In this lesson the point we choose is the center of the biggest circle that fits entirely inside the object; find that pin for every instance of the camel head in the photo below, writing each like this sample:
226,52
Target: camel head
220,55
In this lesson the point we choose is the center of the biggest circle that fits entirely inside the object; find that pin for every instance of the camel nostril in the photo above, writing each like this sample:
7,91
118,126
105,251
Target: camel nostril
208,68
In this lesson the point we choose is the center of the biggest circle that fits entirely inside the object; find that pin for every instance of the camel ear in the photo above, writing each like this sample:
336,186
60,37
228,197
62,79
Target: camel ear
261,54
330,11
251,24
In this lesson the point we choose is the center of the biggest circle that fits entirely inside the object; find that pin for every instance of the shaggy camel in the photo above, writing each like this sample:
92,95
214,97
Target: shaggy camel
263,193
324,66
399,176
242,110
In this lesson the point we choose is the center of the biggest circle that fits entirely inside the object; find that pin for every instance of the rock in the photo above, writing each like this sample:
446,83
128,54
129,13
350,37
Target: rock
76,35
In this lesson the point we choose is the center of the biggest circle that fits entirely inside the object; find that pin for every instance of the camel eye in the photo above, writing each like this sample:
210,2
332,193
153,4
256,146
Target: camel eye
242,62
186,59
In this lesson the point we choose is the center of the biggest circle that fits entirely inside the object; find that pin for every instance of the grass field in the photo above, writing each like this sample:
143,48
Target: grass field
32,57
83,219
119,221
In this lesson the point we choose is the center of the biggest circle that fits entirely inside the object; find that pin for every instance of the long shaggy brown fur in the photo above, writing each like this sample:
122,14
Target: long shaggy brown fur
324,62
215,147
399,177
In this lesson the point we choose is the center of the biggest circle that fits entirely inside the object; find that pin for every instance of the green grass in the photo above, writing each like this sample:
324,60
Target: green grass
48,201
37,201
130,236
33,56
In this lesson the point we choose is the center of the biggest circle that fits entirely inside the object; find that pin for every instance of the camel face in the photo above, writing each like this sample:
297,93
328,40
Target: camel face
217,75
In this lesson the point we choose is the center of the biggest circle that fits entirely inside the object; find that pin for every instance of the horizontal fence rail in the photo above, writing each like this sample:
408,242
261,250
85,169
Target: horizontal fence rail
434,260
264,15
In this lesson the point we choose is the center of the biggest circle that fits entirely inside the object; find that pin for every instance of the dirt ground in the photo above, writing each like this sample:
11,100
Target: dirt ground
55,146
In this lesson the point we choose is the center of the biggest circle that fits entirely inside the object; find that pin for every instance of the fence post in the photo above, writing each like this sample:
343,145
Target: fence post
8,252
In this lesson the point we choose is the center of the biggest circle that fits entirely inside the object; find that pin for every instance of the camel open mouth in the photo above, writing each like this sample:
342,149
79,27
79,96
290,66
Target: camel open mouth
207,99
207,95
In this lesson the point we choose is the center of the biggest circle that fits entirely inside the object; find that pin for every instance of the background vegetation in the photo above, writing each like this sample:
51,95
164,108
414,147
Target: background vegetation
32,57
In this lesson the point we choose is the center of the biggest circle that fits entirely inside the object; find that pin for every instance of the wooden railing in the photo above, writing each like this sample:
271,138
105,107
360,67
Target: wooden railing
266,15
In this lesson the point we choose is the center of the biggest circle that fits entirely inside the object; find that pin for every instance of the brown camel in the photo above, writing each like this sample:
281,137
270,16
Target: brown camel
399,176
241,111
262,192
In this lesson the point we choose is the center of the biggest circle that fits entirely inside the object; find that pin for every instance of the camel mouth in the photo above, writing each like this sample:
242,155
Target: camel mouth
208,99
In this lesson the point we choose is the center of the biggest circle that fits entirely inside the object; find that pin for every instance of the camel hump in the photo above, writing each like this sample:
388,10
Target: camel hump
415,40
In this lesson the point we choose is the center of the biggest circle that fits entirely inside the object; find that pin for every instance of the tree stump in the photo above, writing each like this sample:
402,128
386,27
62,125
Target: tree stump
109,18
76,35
★ ★ ★ ★ ★
Exactly repeat the lines from the line that contains "of the background" to the end of the entries, both included, and leave out all other lines.

> TASK OUTPUT:
In this lesson the point we choose is the center of the biggest circle that fits entirely inside the object; find that pin for every instance of the background vegetation in the photo above, writing each like this sample:
51,95
164,108
414,147
Target: background vegetation
32,57
In this lesson the point we choose is the center of the biggest circle that fits entirely inside the object; find that pin for every instance of the wooden railing in the photo above, writing each like this sample:
271,138
105,107
360,67
Target: wooden railing
266,15
In this lesson the point we choose is the center of the biggest circle that fits entirely inside the object; find that pin for every instance of the brown camel in the photo above, writing each like this sample:
281,137
270,16
Target: brown camel
399,176
241,111
262,192
In this lesson the point we choose is the center of the biggest circle that fits entirely inside the object; find that pin for every instance of the camel mouth in the photo above, writing each like this sample:
242,155
Target: camel mouth
208,99
In this lesson the point we choose is the center of the biggest circle that fits entirely inside the object; find that pin for every instance of the camel hump in the photo above, writing each like this sample:
388,10
Target: camel hump
415,40
In this lesson the point we choose is the center of the biggest circle that fits entirely inside the object; find that pin for every instance of the tree stump in the photo above, writing each like this sample:
402,128
386,27
62,125
Target: tree stump
109,18
76,35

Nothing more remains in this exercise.